### What this task involves
The records below are to be reproduced exactly, with every picture left out.

Start of Dataset

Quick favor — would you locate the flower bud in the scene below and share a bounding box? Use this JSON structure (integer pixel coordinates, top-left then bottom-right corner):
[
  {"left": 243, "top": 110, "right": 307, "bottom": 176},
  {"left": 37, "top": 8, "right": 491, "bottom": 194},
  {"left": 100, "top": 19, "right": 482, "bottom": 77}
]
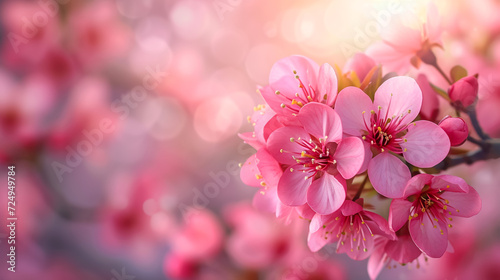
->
[
  {"left": 438, "top": 116, "right": 468, "bottom": 146},
  {"left": 448, "top": 76, "right": 478, "bottom": 109}
]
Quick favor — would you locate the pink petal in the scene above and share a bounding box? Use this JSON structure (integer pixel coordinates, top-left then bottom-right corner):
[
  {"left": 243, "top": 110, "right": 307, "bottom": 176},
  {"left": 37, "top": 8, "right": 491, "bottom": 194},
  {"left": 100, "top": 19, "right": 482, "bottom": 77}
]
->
[
  {"left": 403, "top": 173, "right": 433, "bottom": 197},
  {"left": 307, "top": 173, "right": 346, "bottom": 215},
  {"left": 335, "top": 86, "right": 374, "bottom": 136},
  {"left": 238, "top": 132, "right": 263, "bottom": 150},
  {"left": 253, "top": 106, "right": 275, "bottom": 144},
  {"left": 368, "top": 153, "right": 411, "bottom": 198},
  {"left": 345, "top": 226, "right": 374, "bottom": 260},
  {"left": 340, "top": 200, "right": 363, "bottom": 216},
  {"left": 277, "top": 164, "right": 312, "bottom": 206},
  {"left": 368, "top": 237, "right": 389, "bottom": 280},
  {"left": 263, "top": 114, "right": 285, "bottom": 141},
  {"left": 385, "top": 234, "right": 422, "bottom": 264},
  {"left": 256, "top": 149, "right": 282, "bottom": 187},
  {"left": 276, "top": 202, "right": 294, "bottom": 222},
  {"left": 409, "top": 214, "right": 448, "bottom": 258},
  {"left": 317, "top": 63, "right": 338, "bottom": 106},
  {"left": 240, "top": 154, "right": 262, "bottom": 187},
  {"left": 307, "top": 225, "right": 329, "bottom": 252},
  {"left": 389, "top": 199, "right": 412, "bottom": 231},
  {"left": 298, "top": 103, "right": 343, "bottom": 143},
  {"left": 416, "top": 74, "right": 439, "bottom": 122},
  {"left": 343, "top": 53, "right": 376, "bottom": 82},
  {"left": 401, "top": 120, "right": 450, "bottom": 168},
  {"left": 334, "top": 136, "right": 365, "bottom": 179},
  {"left": 309, "top": 213, "right": 323, "bottom": 233},
  {"left": 364, "top": 211, "right": 396, "bottom": 240},
  {"left": 440, "top": 186, "right": 481, "bottom": 218},
  {"left": 259, "top": 85, "right": 289, "bottom": 117},
  {"left": 269, "top": 55, "right": 319, "bottom": 91},
  {"left": 365, "top": 42, "right": 412, "bottom": 74},
  {"left": 296, "top": 204, "right": 316, "bottom": 220},
  {"left": 358, "top": 141, "right": 373, "bottom": 174},
  {"left": 373, "top": 76, "right": 422, "bottom": 129},
  {"left": 431, "top": 175, "right": 469, "bottom": 193},
  {"left": 267, "top": 126, "right": 310, "bottom": 165},
  {"left": 252, "top": 186, "right": 278, "bottom": 213}
]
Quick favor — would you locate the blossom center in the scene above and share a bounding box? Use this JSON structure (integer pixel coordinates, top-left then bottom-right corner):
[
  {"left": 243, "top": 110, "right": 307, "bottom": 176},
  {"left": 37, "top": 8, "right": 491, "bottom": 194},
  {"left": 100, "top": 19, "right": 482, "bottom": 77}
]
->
[
  {"left": 280, "top": 136, "right": 337, "bottom": 179},
  {"left": 361, "top": 104, "right": 412, "bottom": 153},
  {"left": 407, "top": 185, "right": 459, "bottom": 233}
]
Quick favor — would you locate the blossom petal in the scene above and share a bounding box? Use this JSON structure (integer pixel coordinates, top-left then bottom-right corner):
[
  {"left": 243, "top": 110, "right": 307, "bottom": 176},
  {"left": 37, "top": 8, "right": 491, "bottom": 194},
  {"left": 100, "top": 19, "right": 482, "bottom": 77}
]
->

End of Dataset

### Reply
Quick favor — would you locate the flower bud in the scene below and share a bounding box? Use this JSON structure (integer pixel coordinates, top-left then bottom-right corner):
[
  {"left": 243, "top": 110, "right": 307, "bottom": 176},
  {"left": 37, "top": 8, "right": 491, "bottom": 194},
  {"left": 100, "top": 19, "right": 482, "bottom": 77}
]
->
[
  {"left": 438, "top": 116, "right": 468, "bottom": 146},
  {"left": 448, "top": 76, "right": 478, "bottom": 109}
]
Quick favor — would you locate the pink petal in the scene above and share a bounding box? Use this JSON structure (integer pixel coordinates, top-left then bottom-right corner):
[
  {"left": 243, "top": 110, "right": 307, "bottom": 176},
  {"left": 37, "top": 8, "right": 491, "bottom": 194},
  {"left": 100, "top": 19, "right": 482, "bottom": 77}
]
->
[
  {"left": 403, "top": 173, "right": 433, "bottom": 197},
  {"left": 307, "top": 173, "right": 346, "bottom": 215},
  {"left": 335, "top": 86, "right": 374, "bottom": 136},
  {"left": 238, "top": 132, "right": 263, "bottom": 150},
  {"left": 253, "top": 106, "right": 275, "bottom": 144},
  {"left": 368, "top": 153, "right": 411, "bottom": 198},
  {"left": 345, "top": 226, "right": 374, "bottom": 260},
  {"left": 340, "top": 200, "right": 363, "bottom": 216},
  {"left": 277, "top": 164, "right": 312, "bottom": 206},
  {"left": 368, "top": 237, "right": 389, "bottom": 280},
  {"left": 263, "top": 114, "right": 285, "bottom": 141},
  {"left": 385, "top": 234, "right": 422, "bottom": 264},
  {"left": 256, "top": 149, "right": 282, "bottom": 187},
  {"left": 276, "top": 202, "right": 294, "bottom": 222},
  {"left": 409, "top": 214, "right": 448, "bottom": 258},
  {"left": 317, "top": 63, "right": 338, "bottom": 106},
  {"left": 240, "top": 154, "right": 262, "bottom": 187},
  {"left": 307, "top": 225, "right": 329, "bottom": 252},
  {"left": 389, "top": 199, "right": 412, "bottom": 231},
  {"left": 298, "top": 103, "right": 343, "bottom": 143},
  {"left": 416, "top": 74, "right": 439, "bottom": 122},
  {"left": 343, "top": 53, "right": 376, "bottom": 82},
  {"left": 401, "top": 120, "right": 450, "bottom": 168},
  {"left": 334, "top": 136, "right": 365, "bottom": 179},
  {"left": 309, "top": 213, "right": 323, "bottom": 233},
  {"left": 364, "top": 211, "right": 396, "bottom": 240},
  {"left": 440, "top": 186, "right": 481, "bottom": 218},
  {"left": 259, "top": 85, "right": 289, "bottom": 117},
  {"left": 269, "top": 55, "right": 319, "bottom": 91},
  {"left": 365, "top": 42, "right": 412, "bottom": 74},
  {"left": 296, "top": 204, "right": 316, "bottom": 220},
  {"left": 358, "top": 141, "right": 373, "bottom": 174},
  {"left": 373, "top": 76, "right": 422, "bottom": 129},
  {"left": 431, "top": 175, "right": 469, "bottom": 193},
  {"left": 267, "top": 126, "right": 310, "bottom": 165},
  {"left": 252, "top": 186, "right": 278, "bottom": 213}
]
Quick favor — would you locate the blossom center in the scene above and share a bounding box? Use this JSON structure (integer pixel coordinates, top-left then bottom-right corner):
[
  {"left": 243, "top": 110, "right": 307, "bottom": 176},
  {"left": 37, "top": 8, "right": 491, "bottom": 194},
  {"left": 100, "top": 19, "right": 482, "bottom": 77}
]
->
[
  {"left": 280, "top": 136, "right": 337, "bottom": 179},
  {"left": 361, "top": 104, "right": 412, "bottom": 153},
  {"left": 407, "top": 185, "right": 459, "bottom": 233}
]
Quick favor — would you locate the blossom petal in the scene above and share a bounding box? Use this JSON structure (integer pixel coordinates, top-left then bottom-right corner):
[
  {"left": 243, "top": 110, "right": 307, "bottom": 176},
  {"left": 37, "top": 8, "right": 491, "bottom": 194},
  {"left": 100, "top": 19, "right": 482, "bottom": 77}
]
->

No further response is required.